Copy each line of the listing below exactly.
>> start
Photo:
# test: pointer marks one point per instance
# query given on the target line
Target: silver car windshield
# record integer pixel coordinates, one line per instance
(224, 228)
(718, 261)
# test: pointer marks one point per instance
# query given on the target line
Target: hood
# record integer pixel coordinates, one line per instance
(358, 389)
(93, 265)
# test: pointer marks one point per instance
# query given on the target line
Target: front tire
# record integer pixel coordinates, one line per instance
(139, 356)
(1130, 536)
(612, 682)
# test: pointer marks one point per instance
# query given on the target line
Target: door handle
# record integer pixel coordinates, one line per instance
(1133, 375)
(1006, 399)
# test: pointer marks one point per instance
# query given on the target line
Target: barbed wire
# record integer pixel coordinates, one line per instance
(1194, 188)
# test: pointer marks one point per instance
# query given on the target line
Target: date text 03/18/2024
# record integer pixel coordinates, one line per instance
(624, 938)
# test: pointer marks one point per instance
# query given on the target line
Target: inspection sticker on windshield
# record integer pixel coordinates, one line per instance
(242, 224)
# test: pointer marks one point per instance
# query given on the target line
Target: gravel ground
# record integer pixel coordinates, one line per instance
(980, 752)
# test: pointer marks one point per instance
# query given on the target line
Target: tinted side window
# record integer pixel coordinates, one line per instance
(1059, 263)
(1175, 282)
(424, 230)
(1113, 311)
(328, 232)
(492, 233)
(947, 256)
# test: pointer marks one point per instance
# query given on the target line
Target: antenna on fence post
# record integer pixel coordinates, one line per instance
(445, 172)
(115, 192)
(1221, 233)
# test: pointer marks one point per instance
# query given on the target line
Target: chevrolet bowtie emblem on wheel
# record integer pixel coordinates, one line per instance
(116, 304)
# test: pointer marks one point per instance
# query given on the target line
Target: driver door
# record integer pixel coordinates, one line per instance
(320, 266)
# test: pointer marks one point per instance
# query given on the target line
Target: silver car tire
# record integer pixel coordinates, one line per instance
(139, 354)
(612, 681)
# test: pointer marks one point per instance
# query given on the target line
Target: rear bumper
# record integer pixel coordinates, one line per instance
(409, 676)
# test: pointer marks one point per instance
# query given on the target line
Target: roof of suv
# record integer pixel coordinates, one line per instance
>> end
**FULL SOLUTION:**
Photo:
# test: pointer marks one point per instance
# query given on the target line
Target: silver car windshield
# record integer pixel coordinates, one line per instance
(224, 228)
(718, 261)
# test: pointer marks one point per instance
# query given on the target line
Target: hood
# record integer pixel coordinates, one line per instance
(358, 389)
(93, 265)
# test: pointer marks one point per instance
# query given on the target line
Target: front tire
# record integer pixel coordinates, one line per instance
(139, 356)
(1130, 536)
(612, 682)
# test: pointer marks one point per instance
# query given on the target line
Target: door handle
# record integer pixel coordinates, one line per instance
(1133, 375)
(1006, 399)
# test: pointer marks one point per instance
# query given on the target line
Target: barbed wire
# record integer pixel coordinates, one line per instance
(1194, 188)
# test: pointer marks one point per instance
# query given on the target line
Target: date text 03/18/2024
# record integer pixel coordinates, one line per instance
(624, 938)
# test: pointer marks one point per instance
# query given on the target line
Target: inspection sticker on windshield
# record integer pixel coordinates, one line per instance
(242, 224)
# test: pointer marks one point per instance
# query given on the target line
Target: gravel ground
# record integer pixel coordinates, one line per instance
(980, 752)
# test: pointer marks one point per instance
# query given on the target line
Target: tinted side window
# record integer pixel coordinates, one line per instance
(1059, 263)
(1175, 282)
(424, 230)
(1113, 311)
(328, 232)
(492, 233)
(947, 256)
# test: pointer marks one point per instance
# query given on the target line
Target: antenna on fence post
# record integer pixel coordinates, one line per instance
(445, 172)
(115, 192)
(1221, 233)
# test: pointer marks one point per instance
# query given on the target line
Target: chevrolet bowtie emblem on wheel
# record integer pixel coordinates, one line per instance
(116, 304)
# test: pointer marks one point per instance
# query given on the target line
Target: driver door
# record integer pixel coordinates, one line per instance
(320, 266)
# test: pointer marks one point per instance
# query given on the target line
Target: silver car tire
# record integer pixel coordinates, one line per instance
(139, 354)
(612, 681)
# test: pointer marks one point per instance
# query given on the target line
Target: rear bumper
# record integer pixel coordinates, one line per instance
(409, 676)
# test: pointer marks one point per instance
# query given on the target line
Target: roof of suv
# record integer pixel coordinates, one line per instance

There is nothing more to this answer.